### Given records ###

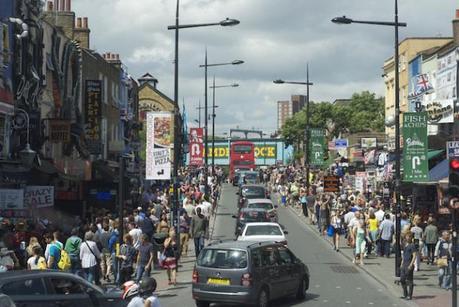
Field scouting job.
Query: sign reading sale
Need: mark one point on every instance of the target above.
(196, 146)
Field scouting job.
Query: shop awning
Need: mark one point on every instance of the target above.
(439, 171)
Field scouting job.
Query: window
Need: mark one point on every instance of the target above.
(66, 286)
(33, 286)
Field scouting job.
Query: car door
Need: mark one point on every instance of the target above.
(70, 292)
(289, 273)
(26, 292)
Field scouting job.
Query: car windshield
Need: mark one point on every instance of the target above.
(263, 230)
(266, 206)
(223, 258)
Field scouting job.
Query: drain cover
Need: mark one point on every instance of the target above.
(347, 269)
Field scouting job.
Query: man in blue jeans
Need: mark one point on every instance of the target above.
(386, 232)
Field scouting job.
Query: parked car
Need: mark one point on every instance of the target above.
(262, 203)
(245, 272)
(251, 191)
(54, 288)
(261, 232)
(250, 215)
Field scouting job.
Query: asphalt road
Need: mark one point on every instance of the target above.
(334, 281)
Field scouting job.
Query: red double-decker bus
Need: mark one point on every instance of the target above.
(242, 156)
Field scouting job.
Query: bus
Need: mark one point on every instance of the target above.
(242, 157)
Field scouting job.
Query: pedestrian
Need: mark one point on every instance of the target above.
(145, 256)
(126, 256)
(430, 240)
(410, 253)
(443, 253)
(199, 229)
(72, 247)
(90, 257)
(170, 261)
(386, 232)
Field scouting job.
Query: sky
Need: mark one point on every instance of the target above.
(275, 39)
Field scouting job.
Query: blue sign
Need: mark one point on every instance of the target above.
(341, 143)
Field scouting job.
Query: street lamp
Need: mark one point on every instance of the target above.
(307, 83)
(395, 24)
(176, 27)
(213, 87)
(206, 148)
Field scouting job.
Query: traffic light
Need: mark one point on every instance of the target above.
(453, 186)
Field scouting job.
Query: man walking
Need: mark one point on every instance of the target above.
(199, 230)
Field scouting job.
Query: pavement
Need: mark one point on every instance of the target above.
(426, 291)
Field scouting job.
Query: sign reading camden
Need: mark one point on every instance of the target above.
(415, 162)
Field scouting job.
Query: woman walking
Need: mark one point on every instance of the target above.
(170, 262)
(89, 256)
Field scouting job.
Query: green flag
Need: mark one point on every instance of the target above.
(316, 146)
(415, 162)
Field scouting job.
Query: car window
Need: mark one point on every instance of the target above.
(269, 256)
(285, 255)
(223, 258)
(30, 286)
(263, 230)
(67, 286)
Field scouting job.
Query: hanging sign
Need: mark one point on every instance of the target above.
(159, 141)
(415, 162)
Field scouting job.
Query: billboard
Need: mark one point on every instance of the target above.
(160, 140)
(196, 146)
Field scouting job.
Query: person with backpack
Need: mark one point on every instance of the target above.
(72, 247)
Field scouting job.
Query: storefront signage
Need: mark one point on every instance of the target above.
(93, 115)
(415, 162)
(11, 199)
(39, 196)
(317, 146)
(159, 139)
(59, 131)
(196, 146)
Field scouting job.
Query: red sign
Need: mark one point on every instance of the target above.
(196, 146)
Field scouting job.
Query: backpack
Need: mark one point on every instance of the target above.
(64, 263)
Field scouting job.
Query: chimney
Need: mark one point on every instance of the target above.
(456, 28)
(81, 34)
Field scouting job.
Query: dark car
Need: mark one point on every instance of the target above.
(250, 215)
(250, 191)
(245, 272)
(53, 288)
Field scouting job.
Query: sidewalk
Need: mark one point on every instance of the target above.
(426, 291)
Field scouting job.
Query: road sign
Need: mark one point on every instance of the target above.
(452, 149)
(331, 184)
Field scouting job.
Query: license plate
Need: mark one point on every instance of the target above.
(218, 281)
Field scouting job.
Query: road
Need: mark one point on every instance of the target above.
(334, 281)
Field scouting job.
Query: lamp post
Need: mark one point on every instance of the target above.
(213, 87)
(396, 24)
(224, 23)
(307, 83)
(206, 136)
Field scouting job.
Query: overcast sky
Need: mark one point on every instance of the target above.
(276, 38)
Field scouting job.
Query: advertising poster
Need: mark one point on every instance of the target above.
(93, 113)
(317, 146)
(39, 196)
(196, 146)
(415, 162)
(159, 141)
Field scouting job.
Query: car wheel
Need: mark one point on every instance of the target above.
(202, 304)
(302, 288)
(263, 298)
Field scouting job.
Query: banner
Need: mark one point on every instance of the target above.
(11, 199)
(316, 146)
(415, 162)
(93, 116)
(196, 146)
(159, 141)
(39, 196)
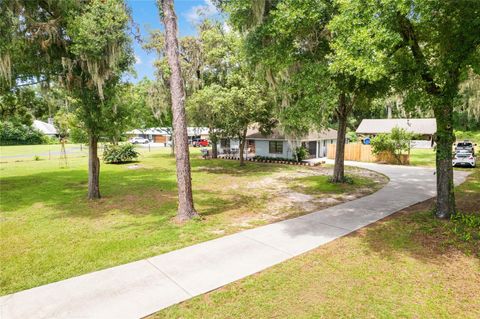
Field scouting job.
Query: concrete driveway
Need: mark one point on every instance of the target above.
(140, 288)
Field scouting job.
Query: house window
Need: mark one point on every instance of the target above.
(275, 147)
(224, 143)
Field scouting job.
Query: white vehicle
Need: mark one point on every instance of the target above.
(139, 140)
(464, 159)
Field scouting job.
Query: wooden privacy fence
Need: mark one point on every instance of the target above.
(363, 153)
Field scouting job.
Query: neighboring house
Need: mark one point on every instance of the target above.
(164, 134)
(279, 145)
(46, 128)
(424, 129)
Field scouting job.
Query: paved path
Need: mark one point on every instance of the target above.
(140, 288)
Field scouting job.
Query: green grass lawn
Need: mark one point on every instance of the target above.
(27, 152)
(409, 265)
(49, 231)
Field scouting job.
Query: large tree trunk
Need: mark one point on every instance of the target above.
(214, 141)
(243, 140)
(93, 168)
(342, 113)
(186, 209)
(444, 138)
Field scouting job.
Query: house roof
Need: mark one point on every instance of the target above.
(45, 128)
(168, 130)
(255, 134)
(417, 126)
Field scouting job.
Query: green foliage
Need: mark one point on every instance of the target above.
(352, 137)
(20, 134)
(268, 158)
(301, 153)
(395, 143)
(117, 154)
(23, 106)
(472, 136)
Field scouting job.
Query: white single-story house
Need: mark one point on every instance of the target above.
(424, 129)
(164, 134)
(46, 128)
(278, 145)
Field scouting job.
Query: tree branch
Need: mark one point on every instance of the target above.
(410, 38)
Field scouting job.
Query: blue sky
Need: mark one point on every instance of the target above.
(145, 16)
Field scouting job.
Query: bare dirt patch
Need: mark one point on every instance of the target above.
(286, 202)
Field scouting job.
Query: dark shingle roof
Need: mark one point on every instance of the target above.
(417, 126)
(277, 135)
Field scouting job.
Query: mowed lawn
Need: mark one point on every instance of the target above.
(409, 265)
(49, 231)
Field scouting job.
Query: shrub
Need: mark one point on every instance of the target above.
(301, 153)
(395, 143)
(116, 154)
(20, 134)
(267, 158)
(352, 137)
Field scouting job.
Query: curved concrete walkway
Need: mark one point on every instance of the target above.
(140, 288)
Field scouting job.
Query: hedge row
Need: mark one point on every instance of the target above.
(272, 160)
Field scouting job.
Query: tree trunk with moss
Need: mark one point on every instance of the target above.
(342, 114)
(214, 140)
(445, 205)
(93, 168)
(243, 140)
(186, 209)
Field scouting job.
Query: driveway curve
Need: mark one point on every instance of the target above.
(143, 287)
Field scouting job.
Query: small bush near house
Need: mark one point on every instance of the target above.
(20, 134)
(267, 158)
(117, 154)
(352, 137)
(396, 143)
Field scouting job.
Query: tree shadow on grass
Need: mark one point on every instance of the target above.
(66, 190)
(414, 231)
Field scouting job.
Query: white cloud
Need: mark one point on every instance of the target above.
(138, 60)
(200, 12)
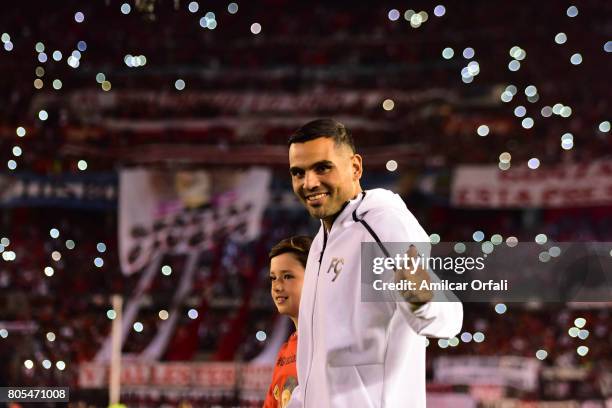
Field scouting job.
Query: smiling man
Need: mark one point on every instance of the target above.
(353, 353)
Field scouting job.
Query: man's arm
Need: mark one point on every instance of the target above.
(437, 317)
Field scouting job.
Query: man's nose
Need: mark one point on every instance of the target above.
(311, 181)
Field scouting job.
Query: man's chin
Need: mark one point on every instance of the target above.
(317, 212)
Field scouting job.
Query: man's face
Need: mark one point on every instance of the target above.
(324, 175)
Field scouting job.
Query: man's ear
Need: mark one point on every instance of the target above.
(357, 164)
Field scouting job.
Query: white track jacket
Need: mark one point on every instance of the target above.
(355, 354)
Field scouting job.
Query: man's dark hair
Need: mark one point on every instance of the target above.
(298, 246)
(323, 128)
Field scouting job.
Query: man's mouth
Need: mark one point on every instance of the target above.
(316, 198)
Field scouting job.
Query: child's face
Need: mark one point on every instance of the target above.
(286, 278)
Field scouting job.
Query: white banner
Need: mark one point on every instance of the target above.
(572, 185)
(218, 376)
(182, 212)
(517, 372)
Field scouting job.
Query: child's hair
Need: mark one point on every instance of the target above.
(298, 246)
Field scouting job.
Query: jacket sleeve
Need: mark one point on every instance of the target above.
(441, 317)
(297, 399)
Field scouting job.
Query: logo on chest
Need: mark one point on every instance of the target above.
(335, 266)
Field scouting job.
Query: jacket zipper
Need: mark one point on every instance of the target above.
(312, 336)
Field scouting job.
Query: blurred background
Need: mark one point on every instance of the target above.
(144, 154)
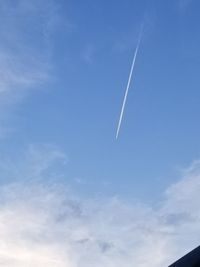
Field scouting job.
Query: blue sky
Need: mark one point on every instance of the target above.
(64, 66)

###

Using the data above, print exactly the lines from the line that contains "Query: neighboring house" through the line that contains "Query: green foliage", with both included.

Query: neighboring house
Need: mark one point on every instance of the target above.
(164, 134)
(279, 145)
(46, 128)
(424, 129)
Field scouting job.
Query: paved path
Need: mark one point on every instance of the target above.
(140, 288)
Field scouting job.
Query: green grass lawn
Need: mark one point on every instance of the target above.
(27, 152)
(409, 265)
(49, 231)
Field scouting job.
Query: large tree trunk
Need: mark one point on every instance of the target above.
(214, 141)
(243, 140)
(93, 168)
(342, 113)
(186, 209)
(444, 138)
Field scouting job.
Query: house roof
Need: mark one point on every instance of the target above.
(45, 128)
(168, 130)
(255, 134)
(417, 126)
Field scouting job.
Query: green foliage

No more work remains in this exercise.